[DATA RECORDS]
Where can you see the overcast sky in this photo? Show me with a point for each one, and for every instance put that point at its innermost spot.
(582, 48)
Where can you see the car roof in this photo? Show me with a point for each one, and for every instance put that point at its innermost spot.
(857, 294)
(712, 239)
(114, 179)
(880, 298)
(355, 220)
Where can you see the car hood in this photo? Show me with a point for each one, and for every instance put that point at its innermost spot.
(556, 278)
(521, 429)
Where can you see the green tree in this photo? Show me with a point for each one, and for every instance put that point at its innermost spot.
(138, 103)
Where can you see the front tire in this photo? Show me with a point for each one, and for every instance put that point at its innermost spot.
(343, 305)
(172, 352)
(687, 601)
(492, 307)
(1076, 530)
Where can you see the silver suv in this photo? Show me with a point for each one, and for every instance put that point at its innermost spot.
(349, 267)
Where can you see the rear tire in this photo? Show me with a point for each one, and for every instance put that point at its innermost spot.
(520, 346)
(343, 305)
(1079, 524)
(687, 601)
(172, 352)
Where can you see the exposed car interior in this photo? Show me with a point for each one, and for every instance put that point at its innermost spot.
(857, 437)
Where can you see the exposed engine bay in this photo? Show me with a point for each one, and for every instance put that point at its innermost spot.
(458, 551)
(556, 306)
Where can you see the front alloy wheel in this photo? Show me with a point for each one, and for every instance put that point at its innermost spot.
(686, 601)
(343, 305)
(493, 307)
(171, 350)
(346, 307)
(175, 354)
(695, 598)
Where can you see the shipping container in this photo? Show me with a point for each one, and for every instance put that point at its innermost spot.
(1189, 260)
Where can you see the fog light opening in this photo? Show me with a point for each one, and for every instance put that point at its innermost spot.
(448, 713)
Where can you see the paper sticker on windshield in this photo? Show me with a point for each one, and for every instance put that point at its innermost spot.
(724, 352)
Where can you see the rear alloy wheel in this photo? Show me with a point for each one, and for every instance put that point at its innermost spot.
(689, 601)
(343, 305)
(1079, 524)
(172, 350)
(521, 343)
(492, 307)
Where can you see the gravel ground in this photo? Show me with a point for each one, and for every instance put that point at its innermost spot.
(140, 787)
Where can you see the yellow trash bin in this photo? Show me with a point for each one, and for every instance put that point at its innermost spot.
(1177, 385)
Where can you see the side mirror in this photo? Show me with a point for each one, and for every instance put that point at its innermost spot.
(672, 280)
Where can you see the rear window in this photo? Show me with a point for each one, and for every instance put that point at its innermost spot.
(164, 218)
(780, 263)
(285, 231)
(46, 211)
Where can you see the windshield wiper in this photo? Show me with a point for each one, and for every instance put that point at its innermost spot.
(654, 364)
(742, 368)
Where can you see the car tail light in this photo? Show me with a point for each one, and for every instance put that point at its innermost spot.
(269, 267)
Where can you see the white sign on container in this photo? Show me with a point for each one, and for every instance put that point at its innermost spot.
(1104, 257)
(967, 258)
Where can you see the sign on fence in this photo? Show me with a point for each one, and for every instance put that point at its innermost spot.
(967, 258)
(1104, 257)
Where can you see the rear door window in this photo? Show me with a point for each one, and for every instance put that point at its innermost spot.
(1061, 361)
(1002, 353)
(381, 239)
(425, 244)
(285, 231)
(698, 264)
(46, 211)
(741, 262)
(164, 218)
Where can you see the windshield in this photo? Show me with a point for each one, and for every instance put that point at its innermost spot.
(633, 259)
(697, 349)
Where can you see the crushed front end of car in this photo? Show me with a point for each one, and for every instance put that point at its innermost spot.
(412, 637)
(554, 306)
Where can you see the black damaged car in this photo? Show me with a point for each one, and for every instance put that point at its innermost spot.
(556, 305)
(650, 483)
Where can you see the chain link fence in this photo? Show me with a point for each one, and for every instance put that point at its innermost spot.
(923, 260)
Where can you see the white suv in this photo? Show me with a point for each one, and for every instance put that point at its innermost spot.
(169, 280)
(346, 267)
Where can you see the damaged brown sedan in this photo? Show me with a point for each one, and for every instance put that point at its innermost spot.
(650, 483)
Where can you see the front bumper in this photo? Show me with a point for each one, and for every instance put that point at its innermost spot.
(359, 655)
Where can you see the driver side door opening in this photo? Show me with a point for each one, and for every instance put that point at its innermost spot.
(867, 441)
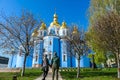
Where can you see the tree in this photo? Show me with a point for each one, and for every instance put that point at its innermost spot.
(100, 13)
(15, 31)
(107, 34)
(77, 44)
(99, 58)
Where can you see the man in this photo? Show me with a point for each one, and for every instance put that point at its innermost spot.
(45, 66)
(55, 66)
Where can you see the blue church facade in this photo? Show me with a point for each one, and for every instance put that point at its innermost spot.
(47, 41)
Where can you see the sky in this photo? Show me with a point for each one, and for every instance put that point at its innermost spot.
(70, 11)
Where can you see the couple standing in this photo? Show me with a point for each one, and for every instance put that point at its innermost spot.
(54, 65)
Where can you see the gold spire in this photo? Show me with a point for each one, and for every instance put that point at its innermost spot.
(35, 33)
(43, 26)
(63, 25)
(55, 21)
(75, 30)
[/DATA RECORDS]
Retype each entry above character for character; pictures stay out.

> TASK SOLUTION
Where can you see the overcast sky in this photo? Show me with a point for each one, and for every instance put that point at its innermost spot.
(582, 48)
Where can you see the car roof in this photo? Show me with a point for each one, and for every instance put that point at its innermost spot.
(857, 294)
(712, 239)
(114, 179)
(880, 298)
(355, 220)
Where can you see the car hood in this photo? Show me with a point for each one, and for every instance put that point at its innermost spot.
(556, 278)
(521, 429)
Where can you see the green tree in this photo? Show me with a point for each one, and for every instance put that point at its innermost spot.
(138, 103)
Where can you see the front tire in this photo? Show me with a point for each one, and for every instance put that point at its innermost spot.
(343, 305)
(172, 352)
(687, 601)
(492, 307)
(1076, 530)
Where can you see the silver suv in this photo? Show me with a point for each one, and for every instance put that point at its innermost spot.
(349, 267)
Where can you see the rear tire in this photo? Show me with a point for each one, and for every instance put that point at its innermost spot.
(520, 346)
(343, 305)
(1079, 524)
(687, 601)
(172, 352)
Where can you see the exposed car interior in this photo? Show me with a point for each one, and for every instance put that point at its innermost spot.
(857, 437)
Where can you see the exposed engine bay in this photo? Show me with a point for each one, and for every instance put that point at its innermost spot.
(458, 551)
(556, 306)
Where can you see the front alloy wheel in this photo? Show me with a point for each one, and for every instance put that point at its innermost spot.
(686, 601)
(343, 305)
(493, 307)
(171, 350)
(346, 307)
(175, 354)
(695, 598)
Where can you see the shipping container in this photo? Show me with a point for each one, and for every instance put that point at its innermost spot.
(1189, 260)
Where can you see the fog light opening in this photo? Show me with a point for each one, and for every instance put that point at its innermost spot.
(448, 713)
Where can you see the paper sticker on windshield in this photo? Show me with a point for each one, and for every instance put that point at its innermost spot.
(724, 352)
Where can you see the rear alloy wheel in this photo? Show me with a point for each one, and for every instance put that point at its innermost spot.
(689, 601)
(343, 305)
(1079, 524)
(172, 350)
(521, 343)
(492, 307)
Where can you see the gravel ground in this photo? Show me with a point for each one, and for every instance put that point at its innermost spot.
(140, 787)
Where can you see the yellow trash bin in this photo? Show me with a point for each one, and for every instance put that point at its innermost spot.
(1177, 385)
Where can you see the side mirror in this photo? Show me with a point for each one, and for every instance put that point at its innermost spot.
(672, 280)
Where can you see the rear window in this photo? Show me with a point for each one, and for every instance put that point at its innermost spot.
(164, 218)
(780, 263)
(285, 231)
(46, 211)
Where can you see the windshield wiper in this photo? Show me with a point for each one, and for every instance put that point at its innermost spot.
(654, 364)
(742, 368)
Where can you see the car tail light in this photo? Show me with a point for each one, and for every instance put that point at its innermost spot.
(269, 267)
Where can you see the white sign on container in this photo? Show me with a point for each one, and for every instance put that point at its innermost spot.
(1104, 257)
(967, 258)
Where can you see the sign on fence in this photo? Show me with a point for each one, and for every instance put that point at its innermost spot.
(967, 258)
(1104, 257)
Where can you see the rear door window in this photo? Show me with a point for each one, and for every instance put that point at its innermost spot.
(1061, 361)
(1002, 353)
(381, 239)
(425, 244)
(285, 231)
(698, 264)
(46, 211)
(741, 262)
(164, 218)
Where can you see the windshield in this photo? Show me with a point for each one, and for every instance put that point at its innermost spot.
(633, 259)
(697, 349)
Where can you see the crushed front end of car in this photo? Show me with a point for each one, and for every instance put that point at its innermost spot.
(412, 637)
(554, 306)
Where can you see the black damaged car in this photo? Show me with a point for each one, and for every instance put that point at its innermost spot.
(556, 305)
(650, 483)
Where can you see the chain link fence in this photo? Show me with a point for each one, and for every instance put that point at its innermost spot.
(923, 260)
Where can you see the white suv in this photo? Show me with a point for each one, and for every instance put that point at its innermost spot.
(169, 280)
(346, 267)
Where can you see the damaged brown sedan in this photo? Show me with a point for each one, and for every instance put that point at its innermost spot.
(650, 483)
Where can you see the front bumper in this photo? Show me with a point for each one, and for every instance put that point at its innermost spot.
(359, 655)
Where can you see the driver side door opening in this photo? Show me with a point for each one, and for every instance put that point at its innermost spot.
(867, 441)
Where can you see the tree in this photo? Show me with a point for each one, and for every instance put that point at its innermost spot.
(100, 13)
(15, 31)
(107, 34)
(77, 44)
(99, 58)
Where can you see the man in this photo? Show me with a point for each one, and for every instance put that point at its innermost spot.
(45, 66)
(55, 66)
Where can you see the blue church facade in this photo? Show me with a point for each one, and for every instance put that point at its innermost spot.
(47, 41)
Where can you see the sky in this photo? Show me with a point for each one, and for every instance put that point at its innermost spot.
(70, 11)
Where can you see the couple standing in this photo? Show me with a point for each one, and for every instance put that point at its innermost spot.
(54, 65)
Where can you see the gold spire in this photo? Show me with a point for each one, and for every instance put that point at its innermost spot.
(35, 33)
(43, 26)
(63, 25)
(55, 21)
(75, 30)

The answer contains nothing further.